EXERCISE PROMPT: Retype everything from "A Word to Hollywood" down to "like everybody else." in the passage on Queen Elizabeth's celibacy, reproducing the wording without any change.

EXCERPT PROVIDED:
┄┄┄┄┄┄┄┄┄┄┄┄┄┄┄┄┄┄┄┄
A Word to Hollywood

It would appear that it is impossible for certain people to believe that a sixteenth-century Queen could, wanted to or even was allowed to live unmarried. In our own society, in which sex is all the rage, it is probably even more difficult to conceive. In the end we confuse freedom with behaving like everybody else.

Queen Elizabeth was prone to jealousy and she was not immune to flattery. However, against the wishes of her subjects and the advice of her counsellors she chose a life of celibacy. This very celibacy was the guarantee for the conservation of her power. Elizabeth, who was an excellent Queen, a regent of peace and the bride of England, did not need the interventions and the possible encroachments on power of a husband. Should she have married (and that was the only option open for sexuality) then she would have had to share her power with her husband (such was the prevalent opinion of the period). And Elizabeth’s own traumatic experience as a child is likely to have influenced her decision. At the age of three her mother Anne Boleyn was sentenced to death by her father. She was temporarily barred from the succession as a bastard. She had witnessed the execution of Lady Jane Grey, a girl as gifted as herself, an execution that was as much and perhaps even more owed to the lust for power of her relatives, her father-in-law John Dudley, Duke of Northumberland, and Henry Grey, Duke of Suffolk. Her virginity was both her fate and her decision; it defined her individuality and her greatness. Elizabeth wasn't simply “the first”, she was also “number one”- she was a true Queen who remained autonomous in all her actions.
┄┄┄┄┄┄┄┄┄┄┄┄┄┄┄┄┄┄┄┄
DATASET EXCERPTS:
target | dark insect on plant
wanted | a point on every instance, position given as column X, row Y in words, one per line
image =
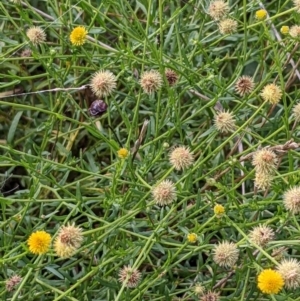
column 98, row 107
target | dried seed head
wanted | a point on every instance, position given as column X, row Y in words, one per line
column 297, row 5
column 171, row 77
column 264, row 161
column 181, row 158
column 263, row 180
column 261, row 235
column 210, row 296
column 296, row 111
column 225, row 122
column 151, row 81
column 36, row 35
column 271, row 93
column 103, row 83
column 129, row 276
column 218, row 9
column 228, row 26
column 290, row 271
column 244, row 85
column 12, row 282
column 295, row 31
column 291, row 200
column 164, row 193
column 97, row 108
column 226, row 254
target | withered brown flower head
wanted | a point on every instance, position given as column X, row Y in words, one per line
column 244, row 85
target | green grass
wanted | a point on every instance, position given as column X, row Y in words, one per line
column 59, row 165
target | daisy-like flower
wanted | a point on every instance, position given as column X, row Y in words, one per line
column 123, row 153
column 68, row 241
column 290, row 271
column 270, row 281
column 263, row 180
column 226, row 254
column 210, row 296
column 219, row 210
column 271, row 93
column 296, row 111
column 171, row 76
column 181, row 158
column 218, row 9
column 284, row 30
column 103, row 83
column 264, row 160
column 227, row 26
column 36, row 35
column 297, row 5
column 151, row 81
column 164, row 193
column 12, row 282
column 78, row 36
column 261, row 14
column 244, row 85
column 295, row 31
column 291, row 200
column 129, row 276
column 192, row 237
column 225, row 122
column 39, row 242
column 261, row 235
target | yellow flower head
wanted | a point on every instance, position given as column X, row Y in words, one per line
column 270, row 281
column 39, row 242
column 261, row 14
column 192, row 237
column 78, row 36
column 123, row 153
column 219, row 210
column 284, row 29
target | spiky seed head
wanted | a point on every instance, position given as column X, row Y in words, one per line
column 181, row 158
column 129, row 276
column 171, row 76
column 225, row 122
column 12, row 282
column 36, row 35
column 210, row 296
column 103, row 83
column 263, row 180
column 218, row 9
column 296, row 111
column 226, row 254
column 261, row 235
column 271, row 93
column 227, row 26
column 291, row 200
column 244, row 85
column 297, row 5
column 295, row 31
column 164, row 193
column 151, row 81
column 290, row 271
column 264, row 161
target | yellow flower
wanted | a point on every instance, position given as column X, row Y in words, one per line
column 270, row 281
column 284, row 29
column 78, row 36
column 192, row 237
column 123, row 153
column 39, row 242
column 261, row 14
column 219, row 210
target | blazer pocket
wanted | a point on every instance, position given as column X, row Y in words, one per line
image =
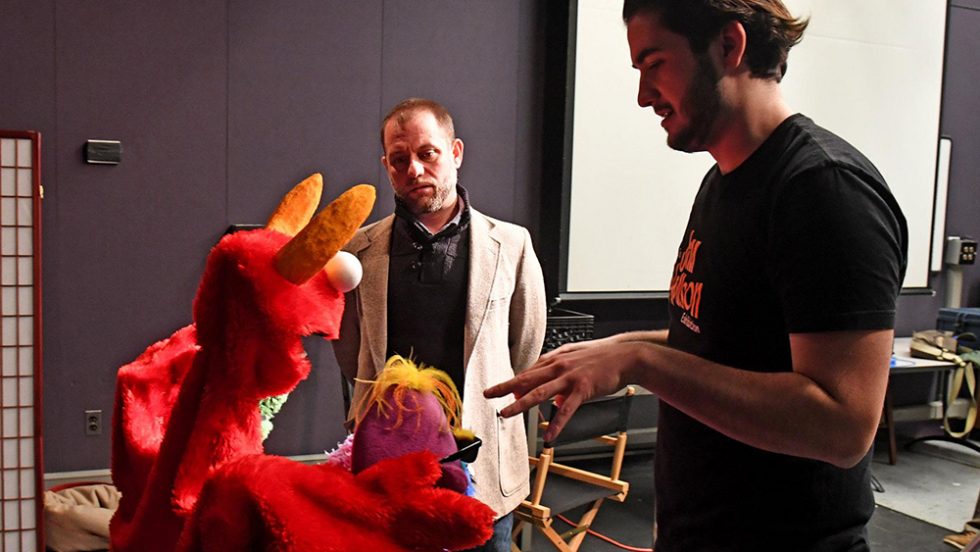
column 500, row 303
column 512, row 455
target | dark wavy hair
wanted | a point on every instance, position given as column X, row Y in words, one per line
column 771, row 30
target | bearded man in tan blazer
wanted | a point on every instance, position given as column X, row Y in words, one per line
column 450, row 288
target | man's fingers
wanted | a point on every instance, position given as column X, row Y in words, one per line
column 522, row 383
column 565, row 411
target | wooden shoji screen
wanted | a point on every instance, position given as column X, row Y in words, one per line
column 21, row 469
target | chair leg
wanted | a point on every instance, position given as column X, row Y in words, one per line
column 586, row 522
column 555, row 539
column 515, row 534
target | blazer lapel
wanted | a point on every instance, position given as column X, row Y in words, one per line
column 484, row 255
column 374, row 291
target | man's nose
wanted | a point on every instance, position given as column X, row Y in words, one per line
column 415, row 168
column 645, row 94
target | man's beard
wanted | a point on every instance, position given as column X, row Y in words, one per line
column 702, row 102
column 430, row 203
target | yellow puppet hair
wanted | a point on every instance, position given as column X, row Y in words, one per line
column 401, row 375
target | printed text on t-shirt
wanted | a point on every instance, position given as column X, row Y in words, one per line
column 686, row 294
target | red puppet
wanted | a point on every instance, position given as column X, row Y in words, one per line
column 189, row 404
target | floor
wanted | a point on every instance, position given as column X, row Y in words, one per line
column 927, row 494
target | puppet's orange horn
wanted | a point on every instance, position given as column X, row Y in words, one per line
column 308, row 252
column 297, row 207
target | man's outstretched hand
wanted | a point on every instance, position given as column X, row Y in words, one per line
column 571, row 374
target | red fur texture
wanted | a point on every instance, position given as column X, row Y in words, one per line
column 271, row 503
column 249, row 322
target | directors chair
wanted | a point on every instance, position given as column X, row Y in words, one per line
column 557, row 488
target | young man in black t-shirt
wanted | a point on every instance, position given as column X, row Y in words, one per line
column 773, row 371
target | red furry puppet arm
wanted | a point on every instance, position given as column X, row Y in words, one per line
column 392, row 506
column 397, row 495
column 189, row 405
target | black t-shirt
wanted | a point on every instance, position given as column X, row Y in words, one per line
column 804, row 236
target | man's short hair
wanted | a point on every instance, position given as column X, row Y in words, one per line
column 771, row 30
column 407, row 108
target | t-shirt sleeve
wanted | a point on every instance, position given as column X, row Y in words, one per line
column 838, row 246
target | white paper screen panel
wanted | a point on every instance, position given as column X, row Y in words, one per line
column 870, row 70
column 20, row 465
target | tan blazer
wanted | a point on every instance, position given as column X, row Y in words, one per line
column 505, row 326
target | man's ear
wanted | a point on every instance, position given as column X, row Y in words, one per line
column 732, row 42
column 458, row 152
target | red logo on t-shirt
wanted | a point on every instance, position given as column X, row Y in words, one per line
column 686, row 294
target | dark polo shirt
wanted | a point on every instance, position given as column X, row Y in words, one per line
column 427, row 288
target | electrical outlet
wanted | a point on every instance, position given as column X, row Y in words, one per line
column 93, row 422
column 960, row 250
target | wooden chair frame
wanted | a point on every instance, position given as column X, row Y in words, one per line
column 532, row 512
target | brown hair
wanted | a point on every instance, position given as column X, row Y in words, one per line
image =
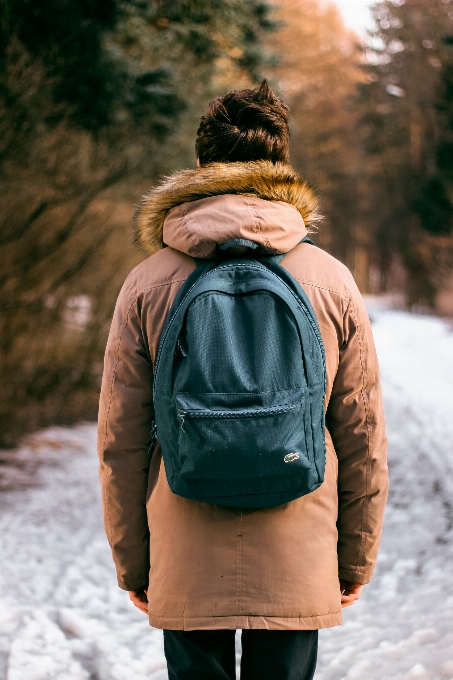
column 244, row 125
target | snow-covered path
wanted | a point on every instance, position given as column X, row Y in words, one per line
column 62, row 616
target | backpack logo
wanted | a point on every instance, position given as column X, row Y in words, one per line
column 290, row 457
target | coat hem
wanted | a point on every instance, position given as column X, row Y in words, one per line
column 245, row 622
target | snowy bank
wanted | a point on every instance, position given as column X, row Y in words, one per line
column 62, row 616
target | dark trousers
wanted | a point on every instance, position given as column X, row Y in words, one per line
column 266, row 654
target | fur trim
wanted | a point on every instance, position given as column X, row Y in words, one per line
column 263, row 179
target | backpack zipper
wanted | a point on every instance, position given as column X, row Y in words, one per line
column 238, row 413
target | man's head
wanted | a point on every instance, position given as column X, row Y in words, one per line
column 244, row 125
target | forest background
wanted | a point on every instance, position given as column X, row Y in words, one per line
column 98, row 98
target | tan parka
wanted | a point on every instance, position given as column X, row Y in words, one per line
column 209, row 566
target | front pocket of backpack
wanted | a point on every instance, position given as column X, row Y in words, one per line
column 237, row 449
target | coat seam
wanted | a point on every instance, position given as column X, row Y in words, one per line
column 326, row 288
column 107, row 414
column 368, row 429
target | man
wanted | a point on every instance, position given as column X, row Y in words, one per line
column 201, row 570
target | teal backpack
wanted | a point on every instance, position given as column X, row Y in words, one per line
column 239, row 385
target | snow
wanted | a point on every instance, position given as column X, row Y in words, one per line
column 62, row 617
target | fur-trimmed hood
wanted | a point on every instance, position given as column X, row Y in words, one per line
column 195, row 210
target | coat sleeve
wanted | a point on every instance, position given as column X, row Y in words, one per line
column 355, row 420
column 125, row 416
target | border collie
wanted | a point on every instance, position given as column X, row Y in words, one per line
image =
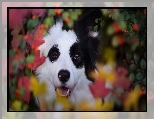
column 71, row 55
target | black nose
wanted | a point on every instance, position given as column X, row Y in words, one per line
column 64, row 75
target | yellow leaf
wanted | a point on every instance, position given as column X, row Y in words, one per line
column 105, row 72
column 16, row 105
column 84, row 106
column 67, row 105
column 132, row 100
column 106, row 106
column 36, row 87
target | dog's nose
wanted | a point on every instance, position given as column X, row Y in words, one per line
column 64, row 75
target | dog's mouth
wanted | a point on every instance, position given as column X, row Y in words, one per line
column 63, row 91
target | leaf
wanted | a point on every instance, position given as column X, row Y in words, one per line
column 152, row 85
column 17, row 105
column 132, row 77
column 27, row 72
column 16, row 41
column 95, row 28
column 144, row 81
column 133, row 67
column 12, row 53
column 102, row 23
column 137, row 87
column 143, row 64
column 132, row 100
column 15, row 64
column 70, row 23
column 115, row 42
column 24, row 83
column 51, row 12
column 128, row 56
column 65, row 15
column 36, row 87
column 110, row 30
column 96, row 20
column 32, row 23
column 48, row 21
column 22, row 44
column 139, row 76
column 98, row 89
column 136, row 57
column 37, row 61
column 119, row 90
column 122, row 25
column 30, row 59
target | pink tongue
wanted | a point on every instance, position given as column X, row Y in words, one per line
column 63, row 91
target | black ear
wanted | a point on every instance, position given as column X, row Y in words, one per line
column 89, row 42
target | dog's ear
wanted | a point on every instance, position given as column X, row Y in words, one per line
column 88, row 38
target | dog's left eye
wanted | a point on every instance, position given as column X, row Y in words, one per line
column 54, row 54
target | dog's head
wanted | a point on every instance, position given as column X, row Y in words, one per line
column 70, row 54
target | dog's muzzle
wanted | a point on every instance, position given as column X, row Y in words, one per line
column 64, row 91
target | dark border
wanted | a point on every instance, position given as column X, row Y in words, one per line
column 67, row 8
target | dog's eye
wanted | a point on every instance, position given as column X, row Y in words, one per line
column 77, row 56
column 55, row 54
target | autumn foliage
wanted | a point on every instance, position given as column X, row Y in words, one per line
column 122, row 61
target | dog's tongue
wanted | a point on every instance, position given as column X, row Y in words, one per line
column 63, row 91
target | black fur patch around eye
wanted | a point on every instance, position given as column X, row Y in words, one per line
column 76, row 55
column 53, row 53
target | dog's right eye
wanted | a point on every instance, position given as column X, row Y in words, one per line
column 53, row 54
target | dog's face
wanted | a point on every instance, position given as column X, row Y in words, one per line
column 70, row 55
column 64, row 60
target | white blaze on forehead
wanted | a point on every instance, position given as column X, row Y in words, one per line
column 64, row 39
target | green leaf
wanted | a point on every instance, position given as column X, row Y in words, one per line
column 22, row 44
column 30, row 59
column 132, row 77
column 12, row 53
column 133, row 67
column 136, row 57
column 143, row 64
column 139, row 76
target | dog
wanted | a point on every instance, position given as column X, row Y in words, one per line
column 71, row 56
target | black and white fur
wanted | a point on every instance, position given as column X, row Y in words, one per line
column 71, row 55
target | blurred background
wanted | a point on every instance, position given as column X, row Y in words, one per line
column 149, row 43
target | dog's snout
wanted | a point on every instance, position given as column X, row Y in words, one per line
column 64, row 75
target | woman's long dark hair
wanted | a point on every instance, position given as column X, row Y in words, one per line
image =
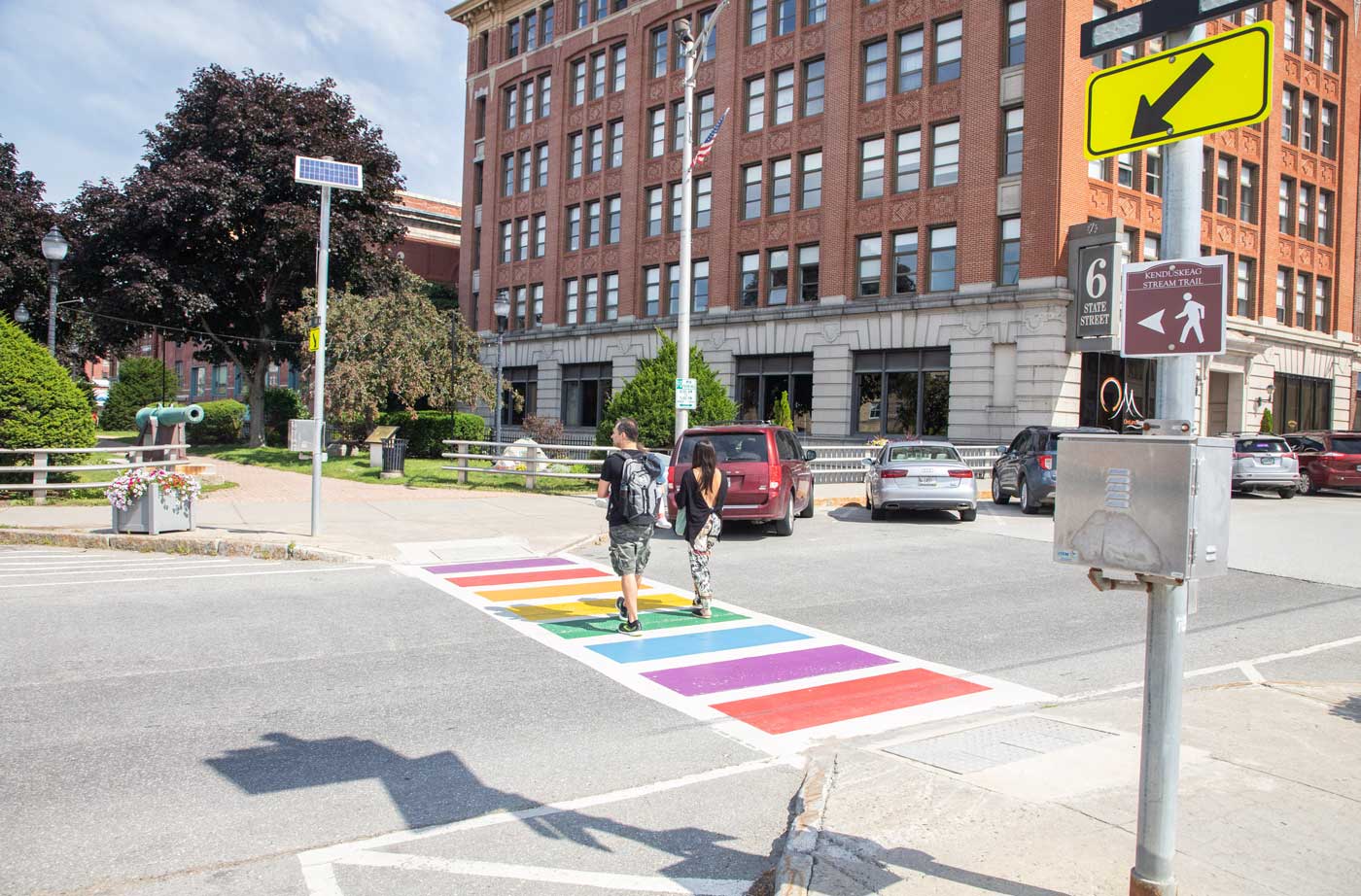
column 707, row 461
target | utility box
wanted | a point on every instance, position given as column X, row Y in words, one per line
column 1152, row 504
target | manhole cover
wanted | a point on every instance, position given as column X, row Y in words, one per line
column 989, row 745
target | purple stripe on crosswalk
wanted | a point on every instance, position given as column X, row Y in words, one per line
column 750, row 672
column 486, row 566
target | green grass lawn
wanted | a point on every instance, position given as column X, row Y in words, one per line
column 419, row 472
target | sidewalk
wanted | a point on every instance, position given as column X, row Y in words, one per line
column 1045, row 804
column 373, row 521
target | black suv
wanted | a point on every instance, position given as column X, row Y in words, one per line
column 1027, row 466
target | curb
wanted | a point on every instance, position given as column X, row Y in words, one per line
column 793, row 871
column 176, row 544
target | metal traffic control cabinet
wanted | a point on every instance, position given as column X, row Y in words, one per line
column 1150, row 504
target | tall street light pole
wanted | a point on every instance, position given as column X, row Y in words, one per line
column 691, row 48
column 54, row 249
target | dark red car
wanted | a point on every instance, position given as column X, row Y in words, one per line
column 1327, row 460
column 769, row 479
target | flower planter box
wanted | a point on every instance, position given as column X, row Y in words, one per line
column 154, row 513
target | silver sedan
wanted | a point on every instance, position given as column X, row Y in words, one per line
column 915, row 474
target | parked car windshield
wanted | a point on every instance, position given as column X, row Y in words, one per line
column 1262, row 446
column 923, row 453
column 737, row 448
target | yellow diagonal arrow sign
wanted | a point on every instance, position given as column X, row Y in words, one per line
column 1213, row 85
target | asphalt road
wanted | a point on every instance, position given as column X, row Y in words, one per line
column 188, row 725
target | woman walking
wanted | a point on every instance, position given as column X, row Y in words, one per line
column 700, row 498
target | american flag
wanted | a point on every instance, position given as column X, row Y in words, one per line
column 703, row 153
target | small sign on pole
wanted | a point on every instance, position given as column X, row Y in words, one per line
column 687, row 394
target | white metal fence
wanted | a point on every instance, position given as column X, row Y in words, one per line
column 41, row 466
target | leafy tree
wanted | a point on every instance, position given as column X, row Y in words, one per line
column 23, row 219
column 395, row 344
column 211, row 232
column 649, row 397
column 142, row 381
column 40, row 404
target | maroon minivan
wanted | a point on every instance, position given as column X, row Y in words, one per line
column 769, row 479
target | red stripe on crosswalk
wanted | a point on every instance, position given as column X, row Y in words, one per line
column 809, row 707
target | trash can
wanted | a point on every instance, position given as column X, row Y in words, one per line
column 394, row 457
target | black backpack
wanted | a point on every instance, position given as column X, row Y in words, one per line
column 640, row 495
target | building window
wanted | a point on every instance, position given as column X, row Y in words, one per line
column 902, row 394
column 703, row 200
column 1013, row 139
column 585, row 392
column 1285, row 207
column 810, row 181
column 655, row 201
column 875, row 71
column 942, row 258
column 1153, row 171
column 1016, row 33
column 1224, row 187
column 905, row 262
column 1248, row 191
column 909, row 60
column 814, row 86
column 571, row 295
column 574, row 228
column 945, row 154
column 1010, row 252
column 755, row 104
column 868, row 252
column 751, row 191
column 758, row 14
column 1244, row 286
column 650, row 292
column 749, row 279
column 871, row 167
column 810, row 259
column 949, row 50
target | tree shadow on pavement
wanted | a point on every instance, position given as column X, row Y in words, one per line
column 867, row 868
column 439, row 789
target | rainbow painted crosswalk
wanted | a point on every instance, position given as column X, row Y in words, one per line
column 768, row 683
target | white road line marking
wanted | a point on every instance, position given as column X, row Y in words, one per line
column 601, row 879
column 339, row 851
column 206, row 575
column 1227, row 667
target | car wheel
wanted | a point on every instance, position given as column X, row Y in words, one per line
column 785, row 525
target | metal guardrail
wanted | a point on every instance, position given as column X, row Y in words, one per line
column 40, row 469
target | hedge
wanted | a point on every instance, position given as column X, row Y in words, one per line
column 426, row 431
column 222, row 422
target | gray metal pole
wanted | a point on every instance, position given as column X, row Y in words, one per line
column 690, row 50
column 52, row 306
column 1164, row 651
column 320, row 380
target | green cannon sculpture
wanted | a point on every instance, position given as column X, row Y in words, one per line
column 163, row 425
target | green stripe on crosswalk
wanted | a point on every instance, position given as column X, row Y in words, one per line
column 662, row 619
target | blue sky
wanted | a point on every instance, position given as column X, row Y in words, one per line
column 84, row 79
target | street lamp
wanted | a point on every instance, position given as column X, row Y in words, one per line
column 54, row 249
column 501, row 307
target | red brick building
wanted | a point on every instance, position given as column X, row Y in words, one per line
column 882, row 227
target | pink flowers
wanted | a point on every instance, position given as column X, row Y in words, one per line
column 133, row 484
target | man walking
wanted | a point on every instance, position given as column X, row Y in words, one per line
column 629, row 480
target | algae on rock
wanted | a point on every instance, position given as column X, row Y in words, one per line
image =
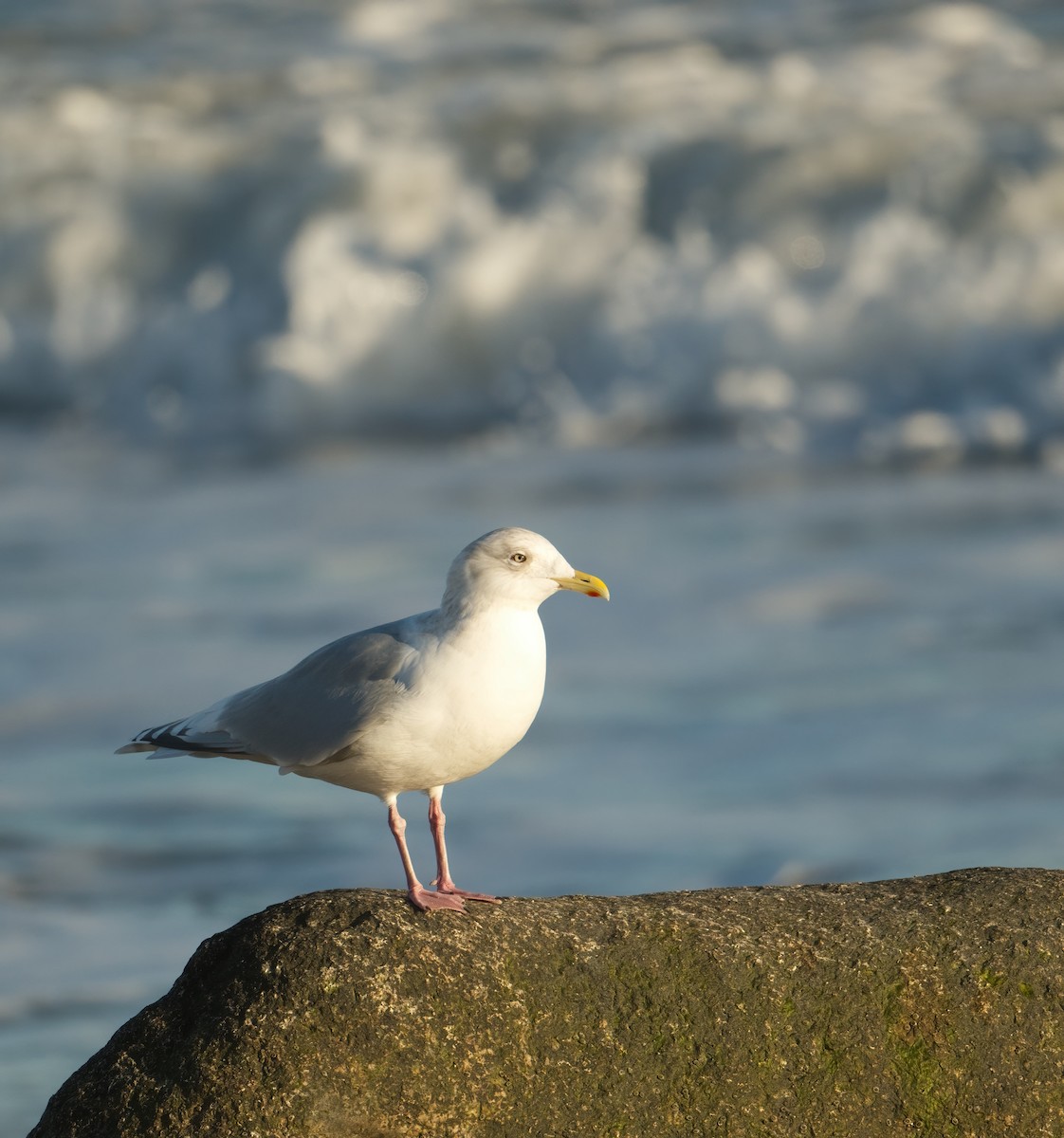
column 927, row 1006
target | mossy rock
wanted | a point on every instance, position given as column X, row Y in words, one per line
column 927, row 1006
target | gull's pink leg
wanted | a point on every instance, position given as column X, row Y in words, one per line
column 443, row 882
column 420, row 897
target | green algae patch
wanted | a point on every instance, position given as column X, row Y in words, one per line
column 928, row 1006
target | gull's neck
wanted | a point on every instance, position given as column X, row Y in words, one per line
column 460, row 606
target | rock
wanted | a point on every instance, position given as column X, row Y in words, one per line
column 928, row 1006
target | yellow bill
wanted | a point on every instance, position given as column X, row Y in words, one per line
column 584, row 583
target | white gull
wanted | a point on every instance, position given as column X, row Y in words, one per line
column 413, row 705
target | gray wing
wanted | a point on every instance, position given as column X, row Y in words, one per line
column 305, row 716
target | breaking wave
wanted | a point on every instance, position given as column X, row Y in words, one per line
column 830, row 231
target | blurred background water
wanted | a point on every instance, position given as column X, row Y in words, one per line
column 755, row 310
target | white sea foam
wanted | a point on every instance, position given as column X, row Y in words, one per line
column 361, row 227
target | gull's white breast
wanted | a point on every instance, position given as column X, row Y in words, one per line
column 469, row 695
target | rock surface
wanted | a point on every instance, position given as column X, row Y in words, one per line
column 926, row 1006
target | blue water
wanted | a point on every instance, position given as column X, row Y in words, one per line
column 756, row 311
column 798, row 680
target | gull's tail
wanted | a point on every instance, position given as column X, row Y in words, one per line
column 181, row 738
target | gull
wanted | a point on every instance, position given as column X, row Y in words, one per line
column 413, row 705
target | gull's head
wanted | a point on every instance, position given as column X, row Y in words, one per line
column 515, row 567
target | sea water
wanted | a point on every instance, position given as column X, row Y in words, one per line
column 797, row 680
column 756, row 311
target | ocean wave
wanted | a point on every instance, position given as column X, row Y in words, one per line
column 830, row 233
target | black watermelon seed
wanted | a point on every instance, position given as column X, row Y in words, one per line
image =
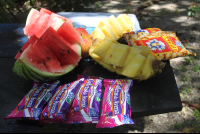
column 48, row 58
column 68, row 51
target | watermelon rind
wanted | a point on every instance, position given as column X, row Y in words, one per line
column 77, row 48
column 29, row 72
column 18, row 69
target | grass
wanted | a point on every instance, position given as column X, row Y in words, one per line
column 196, row 113
column 189, row 60
column 177, row 125
column 186, row 91
column 97, row 4
column 196, row 68
column 183, row 68
column 185, row 79
column 128, row 10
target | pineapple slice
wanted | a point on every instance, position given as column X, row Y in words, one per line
column 97, row 33
column 122, row 22
column 133, row 52
column 118, row 55
column 109, row 53
column 102, row 47
column 108, row 32
column 102, row 23
column 114, row 25
column 134, row 68
column 145, row 50
column 130, row 23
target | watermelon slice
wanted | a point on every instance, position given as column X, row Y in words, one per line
column 43, row 10
column 69, row 33
column 59, row 47
column 55, row 21
column 47, row 58
column 31, row 40
column 37, row 22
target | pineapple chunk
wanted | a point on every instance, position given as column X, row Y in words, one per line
column 135, row 66
column 130, row 23
column 102, row 23
column 119, row 55
column 145, row 50
column 108, row 32
column 147, row 70
column 122, row 22
column 114, row 41
column 114, row 25
column 109, row 53
column 97, row 33
column 102, row 48
column 133, row 52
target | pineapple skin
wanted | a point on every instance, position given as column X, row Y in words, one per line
column 156, row 65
┄┄┄┄┄┄┄┄┄┄┄┄┄┄┄┄┄┄┄┄
SOLUTION TO THE EXERCISE:
A Word to Hollywood

It would appear that it is impossible for certain people to believe that a sixteenth-century Queen could, wanted to or even was allowed to live unmarried. In our own society, in which sex is all the rage, it is probably even more difficult to conceive. In the end we confuse freedom with behaving like everybody else.